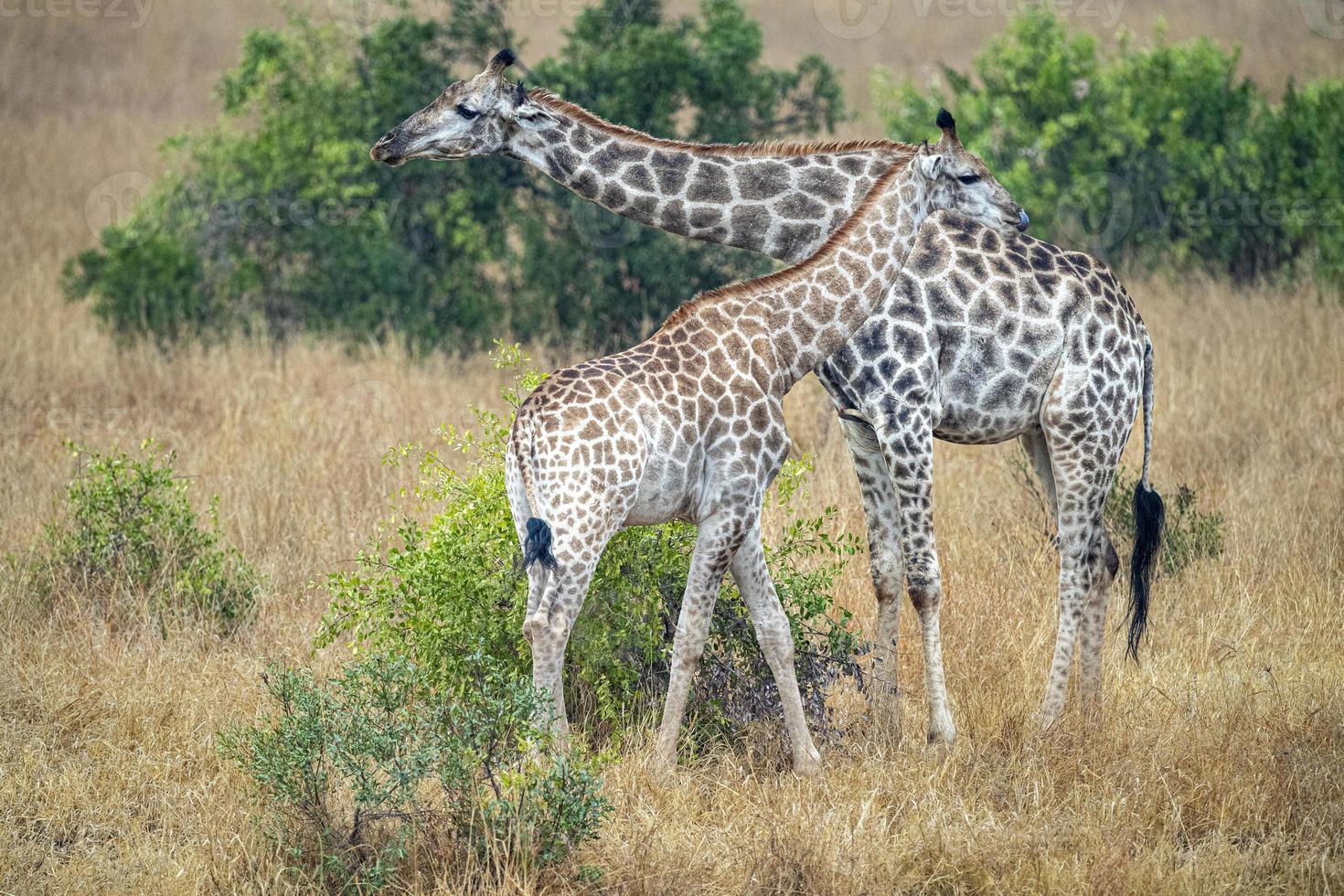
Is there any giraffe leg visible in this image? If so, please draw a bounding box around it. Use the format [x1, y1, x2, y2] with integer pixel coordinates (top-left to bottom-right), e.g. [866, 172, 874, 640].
[1078, 525, 1120, 705]
[840, 419, 904, 710]
[730, 527, 821, 775]
[879, 406, 957, 744]
[523, 512, 615, 747]
[1018, 430, 1059, 525]
[656, 517, 752, 767]
[1041, 430, 1115, 730]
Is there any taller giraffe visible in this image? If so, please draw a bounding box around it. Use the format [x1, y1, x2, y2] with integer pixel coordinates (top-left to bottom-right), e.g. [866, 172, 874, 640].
[504, 123, 1016, 773]
[369, 51, 1161, 741]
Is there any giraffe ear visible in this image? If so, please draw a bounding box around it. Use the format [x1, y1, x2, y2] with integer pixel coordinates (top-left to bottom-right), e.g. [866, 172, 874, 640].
[485, 47, 517, 75]
[915, 153, 944, 180]
[514, 95, 555, 128]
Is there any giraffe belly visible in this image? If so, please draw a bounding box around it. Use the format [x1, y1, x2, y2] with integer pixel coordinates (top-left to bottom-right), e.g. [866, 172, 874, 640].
[933, 407, 1040, 444]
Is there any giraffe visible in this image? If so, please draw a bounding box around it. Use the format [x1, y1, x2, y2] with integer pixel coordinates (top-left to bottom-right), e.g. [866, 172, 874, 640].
[506, 123, 1019, 773]
[369, 51, 1163, 743]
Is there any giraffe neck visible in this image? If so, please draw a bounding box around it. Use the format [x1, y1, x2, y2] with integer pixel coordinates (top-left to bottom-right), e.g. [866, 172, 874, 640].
[504, 90, 914, 263]
[762, 165, 932, 391]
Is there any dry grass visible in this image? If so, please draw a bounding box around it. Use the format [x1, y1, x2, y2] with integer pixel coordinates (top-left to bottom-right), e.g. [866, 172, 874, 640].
[0, 0, 1344, 893]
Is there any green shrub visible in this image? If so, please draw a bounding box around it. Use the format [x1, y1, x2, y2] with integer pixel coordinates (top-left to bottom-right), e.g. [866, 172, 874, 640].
[1104, 470, 1223, 576]
[318, 348, 861, 738]
[218, 652, 609, 892]
[1013, 454, 1224, 576]
[874, 11, 1344, 284]
[29, 441, 260, 633]
[65, 0, 843, 350]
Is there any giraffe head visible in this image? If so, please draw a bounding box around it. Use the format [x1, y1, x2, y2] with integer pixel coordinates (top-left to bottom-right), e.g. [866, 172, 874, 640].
[912, 109, 1030, 234]
[368, 49, 527, 165]
[368, 49, 552, 165]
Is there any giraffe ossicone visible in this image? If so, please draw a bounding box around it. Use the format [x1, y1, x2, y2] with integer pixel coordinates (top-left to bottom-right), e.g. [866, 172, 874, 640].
[371, 48, 1161, 741]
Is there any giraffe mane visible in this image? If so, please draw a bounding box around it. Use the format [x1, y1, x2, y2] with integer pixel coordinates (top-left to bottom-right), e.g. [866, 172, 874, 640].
[658, 158, 910, 332]
[527, 88, 918, 160]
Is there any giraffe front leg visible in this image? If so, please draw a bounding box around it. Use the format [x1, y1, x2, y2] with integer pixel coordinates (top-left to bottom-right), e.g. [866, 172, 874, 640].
[878, 403, 957, 744]
[730, 528, 821, 775]
[1040, 443, 1118, 730]
[655, 520, 746, 768]
[840, 418, 904, 716]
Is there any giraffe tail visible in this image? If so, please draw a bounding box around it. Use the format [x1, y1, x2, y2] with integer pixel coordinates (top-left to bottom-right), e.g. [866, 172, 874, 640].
[516, 421, 558, 572]
[523, 516, 557, 572]
[1127, 333, 1167, 662]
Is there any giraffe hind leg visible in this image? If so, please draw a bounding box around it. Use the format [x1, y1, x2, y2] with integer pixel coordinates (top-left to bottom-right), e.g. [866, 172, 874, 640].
[730, 527, 821, 775]
[1041, 419, 1124, 730]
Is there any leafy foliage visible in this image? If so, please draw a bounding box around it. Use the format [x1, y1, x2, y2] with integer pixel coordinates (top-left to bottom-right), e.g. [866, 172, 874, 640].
[65, 0, 844, 350]
[875, 11, 1344, 283]
[31, 442, 260, 633]
[218, 652, 609, 891]
[318, 348, 863, 736]
[1104, 470, 1223, 576]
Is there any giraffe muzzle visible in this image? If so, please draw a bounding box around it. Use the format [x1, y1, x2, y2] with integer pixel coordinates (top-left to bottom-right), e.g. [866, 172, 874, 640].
[368, 131, 406, 168]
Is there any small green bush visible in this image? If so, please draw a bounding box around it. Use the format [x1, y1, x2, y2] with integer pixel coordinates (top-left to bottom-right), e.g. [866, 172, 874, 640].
[29, 441, 260, 633]
[874, 11, 1344, 286]
[218, 652, 609, 892]
[63, 0, 846, 352]
[318, 348, 863, 738]
[1104, 470, 1223, 576]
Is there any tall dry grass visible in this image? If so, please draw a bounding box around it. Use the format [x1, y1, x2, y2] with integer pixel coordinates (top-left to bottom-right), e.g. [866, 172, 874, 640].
[0, 0, 1344, 893]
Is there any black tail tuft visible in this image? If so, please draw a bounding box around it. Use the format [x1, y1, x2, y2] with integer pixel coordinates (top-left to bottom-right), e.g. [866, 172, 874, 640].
[523, 516, 557, 572]
[1129, 480, 1167, 662]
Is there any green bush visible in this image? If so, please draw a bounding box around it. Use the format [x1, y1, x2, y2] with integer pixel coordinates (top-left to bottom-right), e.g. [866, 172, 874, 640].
[218, 652, 609, 892]
[1104, 470, 1223, 576]
[318, 348, 861, 738]
[65, 0, 843, 350]
[1013, 454, 1224, 576]
[29, 441, 260, 633]
[874, 12, 1344, 284]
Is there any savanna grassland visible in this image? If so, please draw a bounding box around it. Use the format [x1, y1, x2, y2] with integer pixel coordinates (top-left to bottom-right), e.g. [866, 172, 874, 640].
[0, 1, 1344, 893]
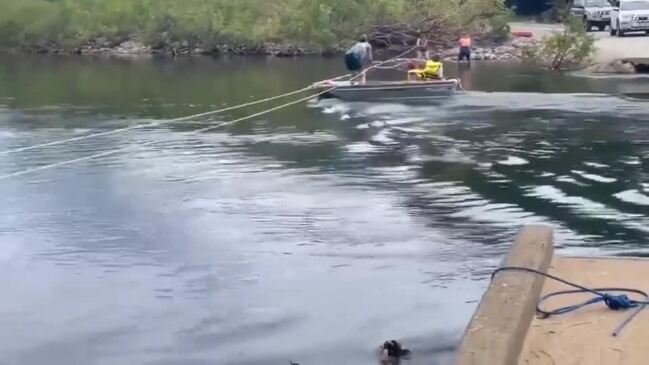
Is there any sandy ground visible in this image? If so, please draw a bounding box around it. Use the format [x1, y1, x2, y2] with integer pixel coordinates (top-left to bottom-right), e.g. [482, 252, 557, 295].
[510, 22, 649, 64]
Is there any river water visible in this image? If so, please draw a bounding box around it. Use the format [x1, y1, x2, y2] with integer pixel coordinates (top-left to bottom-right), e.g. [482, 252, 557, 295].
[0, 56, 649, 365]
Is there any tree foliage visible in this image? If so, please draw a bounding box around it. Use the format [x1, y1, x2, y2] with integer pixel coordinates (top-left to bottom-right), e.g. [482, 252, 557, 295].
[0, 0, 505, 47]
[540, 18, 595, 70]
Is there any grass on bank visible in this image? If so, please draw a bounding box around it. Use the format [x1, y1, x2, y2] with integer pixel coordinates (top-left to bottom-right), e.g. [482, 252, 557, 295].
[0, 0, 507, 48]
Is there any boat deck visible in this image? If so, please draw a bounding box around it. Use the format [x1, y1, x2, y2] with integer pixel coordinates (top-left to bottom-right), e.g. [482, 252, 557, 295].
[456, 226, 649, 365]
[519, 256, 649, 365]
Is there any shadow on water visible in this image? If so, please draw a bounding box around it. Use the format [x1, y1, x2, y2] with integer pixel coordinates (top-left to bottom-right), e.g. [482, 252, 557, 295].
[0, 56, 649, 365]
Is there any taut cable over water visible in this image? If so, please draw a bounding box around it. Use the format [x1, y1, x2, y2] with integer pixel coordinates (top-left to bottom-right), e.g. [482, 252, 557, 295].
[0, 47, 415, 180]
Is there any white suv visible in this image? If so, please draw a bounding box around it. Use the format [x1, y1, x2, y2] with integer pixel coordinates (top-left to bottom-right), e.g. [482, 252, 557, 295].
[611, 0, 649, 37]
[570, 0, 613, 32]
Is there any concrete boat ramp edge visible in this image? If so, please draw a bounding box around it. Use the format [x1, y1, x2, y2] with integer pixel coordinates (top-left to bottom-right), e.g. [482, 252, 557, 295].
[455, 226, 649, 365]
[456, 226, 554, 365]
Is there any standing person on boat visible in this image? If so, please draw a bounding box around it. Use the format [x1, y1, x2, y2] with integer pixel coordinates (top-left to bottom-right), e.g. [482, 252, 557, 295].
[408, 55, 444, 81]
[417, 30, 430, 60]
[458, 34, 473, 63]
[345, 34, 374, 84]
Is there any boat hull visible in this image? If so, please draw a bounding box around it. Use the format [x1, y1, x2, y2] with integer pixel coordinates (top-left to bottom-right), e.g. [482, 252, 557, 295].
[314, 80, 459, 101]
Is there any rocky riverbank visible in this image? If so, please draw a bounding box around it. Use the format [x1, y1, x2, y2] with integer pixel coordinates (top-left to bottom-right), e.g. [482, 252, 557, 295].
[13, 34, 538, 61]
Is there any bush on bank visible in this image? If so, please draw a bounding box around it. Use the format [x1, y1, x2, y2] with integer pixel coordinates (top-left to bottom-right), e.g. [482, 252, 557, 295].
[0, 0, 507, 49]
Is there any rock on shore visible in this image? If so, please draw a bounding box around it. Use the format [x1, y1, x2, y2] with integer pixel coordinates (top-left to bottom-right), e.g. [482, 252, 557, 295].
[12, 38, 537, 61]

# # # #

Reproduce the stretch of the data above from the line containing "Is there any river" through the line containing "[0, 0, 507, 48]", both included, without changing any character.

Is there any river water visible in this image? If so, please draw a bounding box around it. Use the format [x1, y1, x2, y2] with integer pixel coordinates (top-left to bottom-right), e.g. [482, 252, 557, 295].
[0, 56, 649, 365]
Is there any tree foliage visible in this image? If so, please draw a bounding box around it. Use the format [x1, y1, x2, y2] with integer pixel coordinates (top-left to bottom-right), e.g. [482, 252, 557, 295].
[0, 0, 505, 47]
[540, 18, 595, 70]
Is there any grass on bank visible in this image? If so, please draw a bounding box around it. Use the format [x1, y1, x2, y2] with integer pixel coordinates (top-left to bottom-right), e.g. [482, 252, 557, 295].
[0, 0, 507, 48]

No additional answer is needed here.